- [REQUIREMENT]: Can you copy out verbatim the portion of the material that begins with the line containing "request: draw the outline of every instance of the hedge" and ends with the line containing "[[15,111],[38,101],[38,81],[0,78],[0,113]]", including both of those lines?

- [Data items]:

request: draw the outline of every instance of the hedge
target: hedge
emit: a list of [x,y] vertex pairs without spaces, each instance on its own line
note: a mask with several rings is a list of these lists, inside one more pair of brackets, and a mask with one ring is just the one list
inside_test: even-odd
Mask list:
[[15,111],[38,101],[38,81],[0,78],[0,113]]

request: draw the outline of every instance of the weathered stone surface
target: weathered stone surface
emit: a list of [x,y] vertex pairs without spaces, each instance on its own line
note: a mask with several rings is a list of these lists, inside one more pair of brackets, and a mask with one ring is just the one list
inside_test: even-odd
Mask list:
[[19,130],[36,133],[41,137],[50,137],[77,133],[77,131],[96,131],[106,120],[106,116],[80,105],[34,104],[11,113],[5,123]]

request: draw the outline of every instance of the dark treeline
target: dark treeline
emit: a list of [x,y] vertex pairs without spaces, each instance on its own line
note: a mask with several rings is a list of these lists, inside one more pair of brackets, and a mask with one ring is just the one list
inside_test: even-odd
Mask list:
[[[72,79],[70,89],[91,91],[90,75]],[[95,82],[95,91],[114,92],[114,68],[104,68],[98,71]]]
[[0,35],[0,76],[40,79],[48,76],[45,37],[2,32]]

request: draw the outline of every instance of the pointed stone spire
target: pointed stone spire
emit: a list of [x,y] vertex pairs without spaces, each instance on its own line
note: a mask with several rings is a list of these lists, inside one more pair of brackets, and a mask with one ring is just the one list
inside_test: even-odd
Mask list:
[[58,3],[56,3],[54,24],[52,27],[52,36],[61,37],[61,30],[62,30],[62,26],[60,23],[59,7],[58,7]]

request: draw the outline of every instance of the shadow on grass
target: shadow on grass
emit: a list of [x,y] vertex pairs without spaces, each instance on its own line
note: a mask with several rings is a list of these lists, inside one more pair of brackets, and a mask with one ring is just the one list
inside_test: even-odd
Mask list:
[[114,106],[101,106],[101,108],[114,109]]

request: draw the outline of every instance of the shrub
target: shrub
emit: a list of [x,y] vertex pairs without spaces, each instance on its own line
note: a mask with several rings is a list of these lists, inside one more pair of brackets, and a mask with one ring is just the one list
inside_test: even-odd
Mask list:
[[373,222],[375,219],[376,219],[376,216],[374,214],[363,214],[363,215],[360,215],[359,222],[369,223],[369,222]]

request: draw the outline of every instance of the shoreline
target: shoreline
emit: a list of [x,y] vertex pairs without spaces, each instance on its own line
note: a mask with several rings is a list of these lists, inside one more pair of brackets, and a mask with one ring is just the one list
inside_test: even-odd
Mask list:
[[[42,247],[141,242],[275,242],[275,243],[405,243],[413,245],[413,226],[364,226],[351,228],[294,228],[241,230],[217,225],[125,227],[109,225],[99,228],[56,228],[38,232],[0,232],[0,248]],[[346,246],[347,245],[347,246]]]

...

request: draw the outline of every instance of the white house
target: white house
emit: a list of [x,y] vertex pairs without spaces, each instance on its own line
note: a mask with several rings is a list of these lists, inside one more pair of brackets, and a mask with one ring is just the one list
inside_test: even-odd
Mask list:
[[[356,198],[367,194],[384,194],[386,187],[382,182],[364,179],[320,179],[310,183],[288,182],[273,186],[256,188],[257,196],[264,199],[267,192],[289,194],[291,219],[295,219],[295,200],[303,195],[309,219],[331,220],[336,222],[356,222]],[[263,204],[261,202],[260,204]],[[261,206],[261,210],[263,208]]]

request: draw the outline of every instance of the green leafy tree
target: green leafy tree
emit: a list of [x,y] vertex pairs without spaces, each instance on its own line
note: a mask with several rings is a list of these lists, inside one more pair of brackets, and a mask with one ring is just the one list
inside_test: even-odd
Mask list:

- [WORKED SOLUTION]:
request: draw the outline of every instance of the hedge
target: hedge
emit: a list of [x,y] vertex pairs without spaces, each instance on its own line
note: a mask with several rings is a list of these lists, inside one more pair of brackets, and a mask with one ring is just the one list
inside_test: even-odd
Mask list:
[[15,111],[38,101],[38,81],[0,78],[0,113]]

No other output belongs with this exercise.